Exercise input: Begin
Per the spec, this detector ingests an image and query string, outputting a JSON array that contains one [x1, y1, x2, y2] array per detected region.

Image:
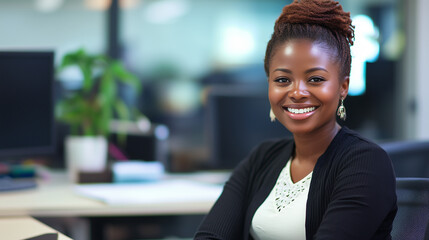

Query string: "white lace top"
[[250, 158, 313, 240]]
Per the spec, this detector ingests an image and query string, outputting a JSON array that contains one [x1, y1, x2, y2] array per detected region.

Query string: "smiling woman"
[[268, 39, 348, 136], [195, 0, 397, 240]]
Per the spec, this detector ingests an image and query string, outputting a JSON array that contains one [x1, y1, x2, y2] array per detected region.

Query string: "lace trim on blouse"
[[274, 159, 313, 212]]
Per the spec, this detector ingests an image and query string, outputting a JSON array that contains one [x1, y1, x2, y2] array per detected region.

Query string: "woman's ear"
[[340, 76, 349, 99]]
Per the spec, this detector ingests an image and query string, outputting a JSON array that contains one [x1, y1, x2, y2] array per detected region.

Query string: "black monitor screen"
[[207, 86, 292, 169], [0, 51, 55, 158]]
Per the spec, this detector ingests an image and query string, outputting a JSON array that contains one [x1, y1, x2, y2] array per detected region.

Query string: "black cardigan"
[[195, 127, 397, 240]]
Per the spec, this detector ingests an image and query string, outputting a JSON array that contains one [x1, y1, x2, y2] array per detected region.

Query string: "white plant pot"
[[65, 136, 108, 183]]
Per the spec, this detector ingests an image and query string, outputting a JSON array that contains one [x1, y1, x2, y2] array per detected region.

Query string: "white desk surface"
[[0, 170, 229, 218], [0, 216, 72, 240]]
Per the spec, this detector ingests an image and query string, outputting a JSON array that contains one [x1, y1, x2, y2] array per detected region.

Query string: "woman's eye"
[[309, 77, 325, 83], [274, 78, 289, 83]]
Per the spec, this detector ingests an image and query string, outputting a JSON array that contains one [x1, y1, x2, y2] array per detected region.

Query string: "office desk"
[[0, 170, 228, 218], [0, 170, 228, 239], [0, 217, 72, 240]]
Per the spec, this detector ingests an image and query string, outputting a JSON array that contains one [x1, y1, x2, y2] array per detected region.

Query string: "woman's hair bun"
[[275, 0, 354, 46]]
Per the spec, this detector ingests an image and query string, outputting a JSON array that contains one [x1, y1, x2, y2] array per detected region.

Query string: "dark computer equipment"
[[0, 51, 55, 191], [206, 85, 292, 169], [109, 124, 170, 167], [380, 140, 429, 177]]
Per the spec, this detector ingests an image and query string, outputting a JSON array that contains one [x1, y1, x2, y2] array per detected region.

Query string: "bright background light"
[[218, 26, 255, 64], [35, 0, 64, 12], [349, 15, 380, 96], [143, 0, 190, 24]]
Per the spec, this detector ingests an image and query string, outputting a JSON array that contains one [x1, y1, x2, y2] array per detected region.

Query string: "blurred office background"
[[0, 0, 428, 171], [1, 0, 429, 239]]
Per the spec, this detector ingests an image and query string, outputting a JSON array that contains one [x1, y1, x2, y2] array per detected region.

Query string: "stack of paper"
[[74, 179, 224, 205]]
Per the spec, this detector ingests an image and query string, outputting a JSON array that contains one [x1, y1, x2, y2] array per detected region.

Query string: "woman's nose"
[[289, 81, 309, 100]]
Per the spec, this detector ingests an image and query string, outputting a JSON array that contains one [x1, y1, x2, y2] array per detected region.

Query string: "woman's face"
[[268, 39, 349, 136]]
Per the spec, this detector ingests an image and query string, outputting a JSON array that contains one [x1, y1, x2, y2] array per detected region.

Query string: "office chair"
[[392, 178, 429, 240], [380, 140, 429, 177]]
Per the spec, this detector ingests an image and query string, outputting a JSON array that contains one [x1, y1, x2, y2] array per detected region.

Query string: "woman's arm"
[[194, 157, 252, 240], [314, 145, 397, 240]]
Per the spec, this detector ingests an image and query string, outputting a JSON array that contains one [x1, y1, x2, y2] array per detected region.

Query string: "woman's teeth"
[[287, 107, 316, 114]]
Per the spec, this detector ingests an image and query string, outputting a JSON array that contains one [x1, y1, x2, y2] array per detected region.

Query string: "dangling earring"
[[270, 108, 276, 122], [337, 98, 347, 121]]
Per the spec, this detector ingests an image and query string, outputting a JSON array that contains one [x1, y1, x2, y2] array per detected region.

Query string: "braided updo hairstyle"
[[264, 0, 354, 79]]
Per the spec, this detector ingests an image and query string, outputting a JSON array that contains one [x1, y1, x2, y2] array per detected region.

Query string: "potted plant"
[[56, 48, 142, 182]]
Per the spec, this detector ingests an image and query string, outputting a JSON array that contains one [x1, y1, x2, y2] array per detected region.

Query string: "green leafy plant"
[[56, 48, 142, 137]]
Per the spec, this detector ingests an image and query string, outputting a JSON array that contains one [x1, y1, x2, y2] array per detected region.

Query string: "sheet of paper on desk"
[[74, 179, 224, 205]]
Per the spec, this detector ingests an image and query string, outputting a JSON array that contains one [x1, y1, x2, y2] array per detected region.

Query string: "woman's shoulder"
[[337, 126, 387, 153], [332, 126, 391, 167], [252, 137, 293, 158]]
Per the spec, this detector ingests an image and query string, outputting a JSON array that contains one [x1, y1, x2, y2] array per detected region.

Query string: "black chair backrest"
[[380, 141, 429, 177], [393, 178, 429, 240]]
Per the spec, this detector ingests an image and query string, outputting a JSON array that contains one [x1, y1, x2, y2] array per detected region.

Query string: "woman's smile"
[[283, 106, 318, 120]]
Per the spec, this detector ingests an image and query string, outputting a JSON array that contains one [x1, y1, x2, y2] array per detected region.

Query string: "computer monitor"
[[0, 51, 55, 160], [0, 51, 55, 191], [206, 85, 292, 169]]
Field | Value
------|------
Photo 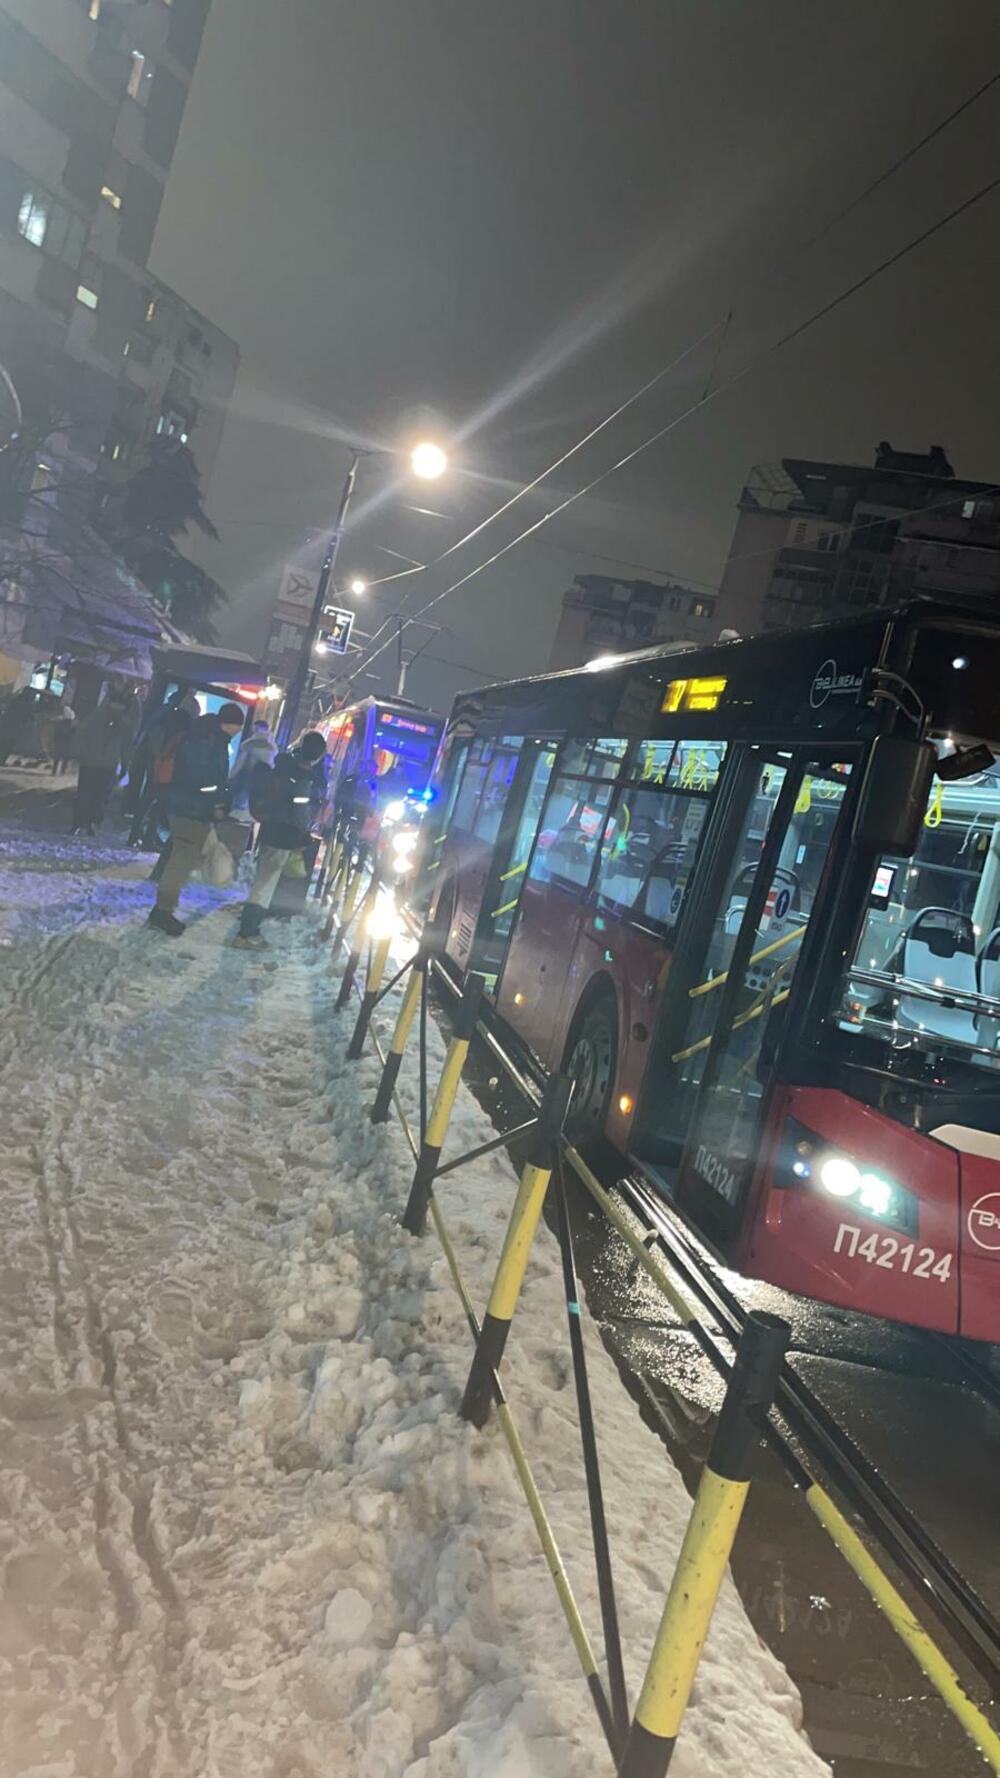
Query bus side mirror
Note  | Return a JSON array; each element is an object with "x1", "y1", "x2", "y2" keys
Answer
Exercise input: End
Exercise aim: Please return only the lines running from the line with "Field | Value" to the final line of the data, both included, exactly and without any pictures.

Written solution:
Field | Value
------|------
Photo 
Query bus side mirror
Note  | Return a JSON array; each element is an object with "x1", "y1", "x2", "y2" keys
Answer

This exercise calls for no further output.